### SELECTED PASSAGE

+---+

I like how his arms and shoulders get bigger and more muscular, so his uniform rips there. His feet and hands grow grow claws and his toes poke out of his boot. Even his werewolf ears poke out of his cap.

But his new spindly dog legs/ankles get the boot material vacuum formed to them, except for the now even more goofy looking pirate cuffs.

TwoPair
Mar 28, 2010

Pandamn It Feels Good To Be A Gangsta
Grimey Drawer

Madkal posted:

Worth it for the title alone

I wouldn't be surprised if it only even existed for the title alone

How Wonderful!
Jul 18, 2006


I only have excellent ideas

Halloween Jack posted:

Yeah, the odd thing is that it absolutely fits the definition of gay bashing, because the plot is simply that Steve's gay friend shows up, and immediately is kidnapped and subjected to humiliating torture by the Hate Monger, partly for its own sake.

In DeMatteis' final arc where Arnie is forced to dress up in Joel Grey Cabaret makeup and tear himself down, the Red Skull also kidnaps Cap's one-armed pacifist veteran friend (I'm blanking on his name) and brainwashes him into a foaming at the mouth warmonger, as well as writing some quite grimy and alarming scenes with Zemo and the Red Skull's daughter. It's really pretty viscerally disturbing-- it freaked me out as a kid picking through my cousins' ratty back-issues and it freaks me out now.

DeMatteis was really good at twisting the knife and making his villains very, very cruel, which can work in a story like this where by the end of it Cap is essentially an allegorical figure struggling to figure out if he can beat sadism and hatred with his fists, or in stuff like The Child Within, although I think as his Spider-Man stuff goes on through the 90s he starts returning to the same well a little often. But in his Cap it works so well because he manages to do both of his DeMatteis Things at the same time, that is, a very heightened kind of psychological melodrama, and a quasi-mystic sort of superhero-as-allegory thing. Red Skull is cruel and petty because there's nothing else to him-- DeMatteis writes him like a tick, this nasty, venal little guy that can't think of anything more grand to do with his genius than drain the goodness and happiness out of people. He's not grand or sinister or ominous-- he's just a grody, senile dweeb with some gadgets, surrounding himself with prepubescent girls and deluded fanboys like DeMatteis' Zemo. So Cap isn't trying to foil a world-ending scheme, or get revenge on this that or the other, he's trying to figure out, desperately, how to fight cruelty without being cruel-- in this context, I think, the infamous scenes of him being wishy-washy about fighting neo-nazis is palliated a little, because it's part of DeMatteis' whole trajectory of Cap quietly interrogating what it means to do good in a superhero universe, albeit an awkward and not very flattering part. It's there too in how he writes the much more bloodthirsty Nomad, how he writes Cap's relationship with the pragmatic but ethically committed Bernie, and especially his intended end of the run, which would have made a much bolder and stranger statement about pacifism and violence than what we actually got.

+---+

### TO BE DONE
According to the forum discussion, why do DeMatteis' very cruel villains work so well in his Captain America run? Reply in one to three sentences. Work from the forum discussion alone.

### EXTRACTED MATERIAL
+---+

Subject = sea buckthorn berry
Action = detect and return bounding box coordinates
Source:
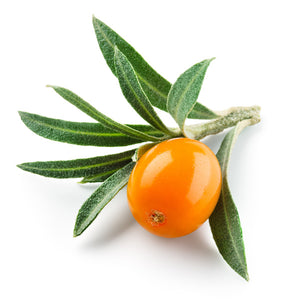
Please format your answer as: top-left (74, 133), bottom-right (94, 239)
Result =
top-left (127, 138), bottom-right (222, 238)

+---+

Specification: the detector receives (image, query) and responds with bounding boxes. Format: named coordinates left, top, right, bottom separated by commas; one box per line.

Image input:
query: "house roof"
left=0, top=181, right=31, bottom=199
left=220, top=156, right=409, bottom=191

+---+

### SOLUTION TO THIS TASK
In his Cap run, DeMatteis manages to do both of his signature things at once: a heightened kind of psychological melodrama and a quasi-mystic treatment of the superhero as allegory. By the end, Cap is essentially an allegorical figure struggling to figure out whether he can beat sadism and hatred with his fists.